The compilation of these Open Economy Macroeconomics Notes makes students exam preparation simpler and organised.
National Income Identity for Open Economy
Now we all know about the imports and exports of goods, right? Increasing foreign exchange of goods and services is extremely beneficial to the country’s wealth. Here, let us learn about National Income Identity for an Open Economy and how GDP is a great international indicator of a country’s economy.
National Income Identity
A healthy economy thrives on good trade relations. Today, a lot of countries have an open economy where there are no trade restrictions. An open economy refers to an economy where people and businesses can freely trade in goods and services with other countries. There are several benefits of an open economy. With increased trade, people have a wide variety of goods and services to choose from.
They can choose to invest their money abroad. International trading is not restricted to just goods and services alone. An open economy presents innumerable opportunities for global investments and technological advancements as well. With increased trade and economic growth, what improves is the Gross Domestic Product (GDP) of the economy.

DATA SECTION:
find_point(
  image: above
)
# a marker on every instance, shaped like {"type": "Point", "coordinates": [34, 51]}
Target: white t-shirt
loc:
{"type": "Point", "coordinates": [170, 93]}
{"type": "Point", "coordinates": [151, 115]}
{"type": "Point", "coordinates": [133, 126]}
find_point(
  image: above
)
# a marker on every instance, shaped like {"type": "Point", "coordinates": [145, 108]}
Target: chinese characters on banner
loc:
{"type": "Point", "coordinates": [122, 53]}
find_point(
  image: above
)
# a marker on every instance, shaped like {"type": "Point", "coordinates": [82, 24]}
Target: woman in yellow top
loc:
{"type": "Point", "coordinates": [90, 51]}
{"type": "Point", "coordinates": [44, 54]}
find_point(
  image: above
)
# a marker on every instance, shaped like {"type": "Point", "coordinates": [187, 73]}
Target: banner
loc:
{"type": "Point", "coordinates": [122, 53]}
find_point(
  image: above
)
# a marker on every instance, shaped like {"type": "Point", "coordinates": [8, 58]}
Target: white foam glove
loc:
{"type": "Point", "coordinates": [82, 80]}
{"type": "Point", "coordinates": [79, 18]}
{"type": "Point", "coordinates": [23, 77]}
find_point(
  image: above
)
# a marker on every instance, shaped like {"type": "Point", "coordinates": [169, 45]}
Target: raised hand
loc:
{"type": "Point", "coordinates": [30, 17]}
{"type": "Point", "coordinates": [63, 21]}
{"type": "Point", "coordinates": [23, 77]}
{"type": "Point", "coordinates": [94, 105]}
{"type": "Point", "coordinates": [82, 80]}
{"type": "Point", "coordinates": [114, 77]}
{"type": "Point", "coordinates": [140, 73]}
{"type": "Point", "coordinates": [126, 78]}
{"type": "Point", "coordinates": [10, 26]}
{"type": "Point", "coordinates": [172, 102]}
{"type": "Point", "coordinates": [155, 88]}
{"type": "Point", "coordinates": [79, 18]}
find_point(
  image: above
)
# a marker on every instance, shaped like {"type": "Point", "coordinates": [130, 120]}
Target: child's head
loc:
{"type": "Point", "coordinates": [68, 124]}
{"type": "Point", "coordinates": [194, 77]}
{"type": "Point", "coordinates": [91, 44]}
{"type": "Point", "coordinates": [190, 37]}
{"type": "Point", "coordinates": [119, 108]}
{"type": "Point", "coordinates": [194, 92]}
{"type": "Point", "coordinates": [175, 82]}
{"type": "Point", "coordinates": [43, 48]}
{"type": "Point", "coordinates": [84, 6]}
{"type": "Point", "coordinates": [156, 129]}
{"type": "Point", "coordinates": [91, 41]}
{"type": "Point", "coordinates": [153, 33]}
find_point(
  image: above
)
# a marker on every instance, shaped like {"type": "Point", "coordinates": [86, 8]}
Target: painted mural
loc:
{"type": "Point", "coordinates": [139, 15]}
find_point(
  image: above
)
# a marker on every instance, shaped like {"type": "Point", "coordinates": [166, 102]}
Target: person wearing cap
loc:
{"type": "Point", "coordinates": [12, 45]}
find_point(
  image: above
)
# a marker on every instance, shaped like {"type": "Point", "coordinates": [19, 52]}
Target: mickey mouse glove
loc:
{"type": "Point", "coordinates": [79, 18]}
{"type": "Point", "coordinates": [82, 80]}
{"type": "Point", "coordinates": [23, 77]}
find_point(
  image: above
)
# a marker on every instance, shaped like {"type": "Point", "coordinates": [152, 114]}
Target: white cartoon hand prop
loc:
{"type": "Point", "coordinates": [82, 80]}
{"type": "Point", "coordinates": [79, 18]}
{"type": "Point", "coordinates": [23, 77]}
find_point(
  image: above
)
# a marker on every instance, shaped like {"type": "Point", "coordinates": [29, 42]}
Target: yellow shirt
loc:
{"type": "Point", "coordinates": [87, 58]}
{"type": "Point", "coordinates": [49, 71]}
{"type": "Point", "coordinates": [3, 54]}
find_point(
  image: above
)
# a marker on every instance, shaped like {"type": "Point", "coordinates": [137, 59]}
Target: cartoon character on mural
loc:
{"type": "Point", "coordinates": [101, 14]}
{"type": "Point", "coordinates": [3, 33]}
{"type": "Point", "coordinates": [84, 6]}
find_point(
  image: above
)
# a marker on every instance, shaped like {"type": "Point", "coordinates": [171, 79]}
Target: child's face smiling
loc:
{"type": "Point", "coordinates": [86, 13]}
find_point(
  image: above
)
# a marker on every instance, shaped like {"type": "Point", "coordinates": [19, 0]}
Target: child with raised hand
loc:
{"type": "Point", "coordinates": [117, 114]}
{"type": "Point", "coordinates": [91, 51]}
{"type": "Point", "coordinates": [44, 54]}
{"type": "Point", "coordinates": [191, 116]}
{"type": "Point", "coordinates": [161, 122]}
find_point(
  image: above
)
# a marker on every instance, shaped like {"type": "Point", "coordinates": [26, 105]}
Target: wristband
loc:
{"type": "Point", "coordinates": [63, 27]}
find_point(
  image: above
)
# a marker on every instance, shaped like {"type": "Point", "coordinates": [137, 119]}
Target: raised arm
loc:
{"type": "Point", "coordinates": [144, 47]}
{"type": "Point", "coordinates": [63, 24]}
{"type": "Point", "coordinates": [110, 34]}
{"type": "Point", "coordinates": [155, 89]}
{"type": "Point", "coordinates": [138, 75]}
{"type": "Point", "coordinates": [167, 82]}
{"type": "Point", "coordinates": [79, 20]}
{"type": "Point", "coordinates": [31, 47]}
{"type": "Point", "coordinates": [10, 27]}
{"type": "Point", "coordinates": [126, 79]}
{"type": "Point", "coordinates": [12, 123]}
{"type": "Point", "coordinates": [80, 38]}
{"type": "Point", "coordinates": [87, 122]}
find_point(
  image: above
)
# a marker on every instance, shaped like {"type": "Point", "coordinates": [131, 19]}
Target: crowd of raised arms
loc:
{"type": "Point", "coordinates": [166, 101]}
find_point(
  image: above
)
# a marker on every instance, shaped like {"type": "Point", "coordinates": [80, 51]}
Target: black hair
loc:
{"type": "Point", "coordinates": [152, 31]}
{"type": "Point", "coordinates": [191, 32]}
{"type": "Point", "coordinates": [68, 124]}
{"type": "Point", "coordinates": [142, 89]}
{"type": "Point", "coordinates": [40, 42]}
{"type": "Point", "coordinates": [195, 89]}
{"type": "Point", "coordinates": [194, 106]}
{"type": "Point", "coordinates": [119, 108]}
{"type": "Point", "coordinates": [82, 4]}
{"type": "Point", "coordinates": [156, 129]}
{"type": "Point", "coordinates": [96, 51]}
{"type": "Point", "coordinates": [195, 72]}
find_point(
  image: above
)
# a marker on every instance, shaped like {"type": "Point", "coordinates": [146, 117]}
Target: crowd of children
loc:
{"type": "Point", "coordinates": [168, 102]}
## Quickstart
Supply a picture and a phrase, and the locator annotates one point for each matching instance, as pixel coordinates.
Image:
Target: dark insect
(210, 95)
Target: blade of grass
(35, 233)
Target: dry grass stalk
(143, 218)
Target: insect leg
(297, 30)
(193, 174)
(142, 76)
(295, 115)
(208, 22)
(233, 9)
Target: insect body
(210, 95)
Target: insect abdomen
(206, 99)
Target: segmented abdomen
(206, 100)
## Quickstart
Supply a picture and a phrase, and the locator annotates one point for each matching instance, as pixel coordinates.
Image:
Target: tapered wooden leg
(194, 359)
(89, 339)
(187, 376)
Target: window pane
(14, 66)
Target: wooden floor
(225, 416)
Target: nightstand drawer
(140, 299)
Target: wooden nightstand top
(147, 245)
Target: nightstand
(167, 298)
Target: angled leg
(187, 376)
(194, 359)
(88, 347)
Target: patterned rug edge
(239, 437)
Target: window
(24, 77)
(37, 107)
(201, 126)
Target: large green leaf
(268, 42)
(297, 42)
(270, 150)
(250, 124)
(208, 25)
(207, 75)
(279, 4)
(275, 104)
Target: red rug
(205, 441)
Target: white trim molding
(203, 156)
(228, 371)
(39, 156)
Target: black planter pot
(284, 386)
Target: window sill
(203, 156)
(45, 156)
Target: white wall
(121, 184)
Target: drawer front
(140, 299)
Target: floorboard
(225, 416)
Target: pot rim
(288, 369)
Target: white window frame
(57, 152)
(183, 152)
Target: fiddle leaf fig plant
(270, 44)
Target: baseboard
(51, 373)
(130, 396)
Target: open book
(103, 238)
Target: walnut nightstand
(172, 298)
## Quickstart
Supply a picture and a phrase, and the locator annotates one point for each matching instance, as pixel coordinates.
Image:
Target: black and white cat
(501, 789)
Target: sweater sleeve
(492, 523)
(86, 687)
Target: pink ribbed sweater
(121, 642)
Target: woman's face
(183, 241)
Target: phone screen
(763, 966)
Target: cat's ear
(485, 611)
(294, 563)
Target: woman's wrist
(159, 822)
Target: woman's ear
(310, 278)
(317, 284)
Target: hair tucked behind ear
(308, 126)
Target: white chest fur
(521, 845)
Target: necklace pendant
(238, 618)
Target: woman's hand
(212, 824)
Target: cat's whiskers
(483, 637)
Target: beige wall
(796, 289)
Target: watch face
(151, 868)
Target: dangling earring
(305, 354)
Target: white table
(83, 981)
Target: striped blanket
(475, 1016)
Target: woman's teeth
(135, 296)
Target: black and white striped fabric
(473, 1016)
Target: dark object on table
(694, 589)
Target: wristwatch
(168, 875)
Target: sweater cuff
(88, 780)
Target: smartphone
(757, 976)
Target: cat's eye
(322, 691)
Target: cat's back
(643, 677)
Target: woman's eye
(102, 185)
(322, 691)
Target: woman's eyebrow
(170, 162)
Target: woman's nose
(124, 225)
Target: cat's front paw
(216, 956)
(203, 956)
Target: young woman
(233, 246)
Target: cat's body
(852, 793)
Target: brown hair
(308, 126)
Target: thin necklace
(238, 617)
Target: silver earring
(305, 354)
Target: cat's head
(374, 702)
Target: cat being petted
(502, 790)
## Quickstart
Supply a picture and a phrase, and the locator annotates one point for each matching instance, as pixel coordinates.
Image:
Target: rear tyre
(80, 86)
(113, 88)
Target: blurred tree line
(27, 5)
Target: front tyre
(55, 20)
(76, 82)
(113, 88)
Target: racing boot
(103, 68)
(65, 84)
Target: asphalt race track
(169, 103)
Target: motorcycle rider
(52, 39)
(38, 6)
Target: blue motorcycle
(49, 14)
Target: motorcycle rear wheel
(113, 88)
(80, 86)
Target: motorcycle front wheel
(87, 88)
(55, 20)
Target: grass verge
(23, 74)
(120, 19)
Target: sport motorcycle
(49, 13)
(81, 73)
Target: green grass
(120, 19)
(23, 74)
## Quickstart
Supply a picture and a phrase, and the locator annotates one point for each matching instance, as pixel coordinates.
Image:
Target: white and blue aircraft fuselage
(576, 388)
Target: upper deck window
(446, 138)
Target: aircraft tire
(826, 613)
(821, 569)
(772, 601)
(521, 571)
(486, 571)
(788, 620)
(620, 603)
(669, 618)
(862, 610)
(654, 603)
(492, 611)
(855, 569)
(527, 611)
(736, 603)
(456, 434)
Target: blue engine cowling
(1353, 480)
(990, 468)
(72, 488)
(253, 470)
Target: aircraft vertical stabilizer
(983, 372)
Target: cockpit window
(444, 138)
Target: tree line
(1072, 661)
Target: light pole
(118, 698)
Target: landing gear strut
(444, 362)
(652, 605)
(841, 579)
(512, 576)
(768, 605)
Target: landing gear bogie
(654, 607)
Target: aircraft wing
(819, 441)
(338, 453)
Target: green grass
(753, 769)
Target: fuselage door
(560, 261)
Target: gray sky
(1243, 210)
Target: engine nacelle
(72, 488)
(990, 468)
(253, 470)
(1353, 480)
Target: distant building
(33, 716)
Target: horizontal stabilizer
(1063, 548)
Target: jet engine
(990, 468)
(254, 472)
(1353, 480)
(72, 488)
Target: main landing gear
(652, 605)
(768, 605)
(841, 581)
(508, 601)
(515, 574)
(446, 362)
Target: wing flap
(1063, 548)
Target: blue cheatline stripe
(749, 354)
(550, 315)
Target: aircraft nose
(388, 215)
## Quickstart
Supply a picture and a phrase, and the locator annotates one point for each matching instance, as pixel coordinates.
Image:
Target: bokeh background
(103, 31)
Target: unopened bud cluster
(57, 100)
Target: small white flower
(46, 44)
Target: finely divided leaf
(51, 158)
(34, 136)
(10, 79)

TASKS FOR THIS EXERCISE:
• 1. Rewrite the open economy notes from "The compilation of" to "to choose from.", switching "goods and services" to "products and services".
• 2. Proceed with the open economy notes from the point where they stop.

RESULTS BY TASK:
• 1.
The compilation of these Open Economy Macroeconomics Notes makes students exam preparation simpler and organised.
National Income Identity for Open Economy
Now we all know about the imports and exports of goods, right? Increasing foreign exchange of products and services is extremely beneficial to the country’s wealth. Here, let us learn about National Income Identity for an Open Economy and how GDP is a great international indicator of a country’s economy.
National Income Identity
A healthy economy thrives on good trade relations. Today, a lot of countries have an open economy where there are no trade restrictions. An open economy refers to an economy where people and businesses can freely trade in products and services with other countries. There are several benefits of an open economy. With increased trade, people have a wide variety of products and services to choose from.

• 2.
Let’s now understand how GDP works. In an open economy, the GDP is the market value of all finished goods and services produced in a country within a specific period of time. There are several approaches to calculating the GDP. The most common approach is the expenditure approach that divides the GDP into household consumption (C), investment (I), government purchases (G), and net exports (NX). Hence, you can express GDP as follows:
GDP or Y = C + I + G + NX
This expression of GDP is called the national income identity for an open economy. Let’s look at each component of the expression in detail.
Consumption refers to the household consumption of goods and services produced domestically. It includes expenditure on durable goods (home appliances, jewellery, books), non-durable goods (food, fuel, medicines), and services (medical care or education).
The investment component in the national income identity refers to capital expenditure or investment on new capital for producing consumer goods. It does not include the exchange of existing assets and the purchase of shares and bonds. Investment involves capital that can be used in the future.
The purchase of a new house by a family can be considered as an investment (for calculating GDP). However, you cannot consider investing in financial products with the intent of savings as an investment (in terms of calculating GDP). Another example would be that of a factory or company that invests in new equipment or software.
The government purchases component refers to the total expenditure by the federal, state, or local governments on final goods and services. For instance, public sector salaries and purchase of military equipment and medicines would be categorized as government purchases. Government purchases do not include transfer payments (subsidies, social insurance, medical insurance), pensions, or unemployment benefits as there is nothing earned in return.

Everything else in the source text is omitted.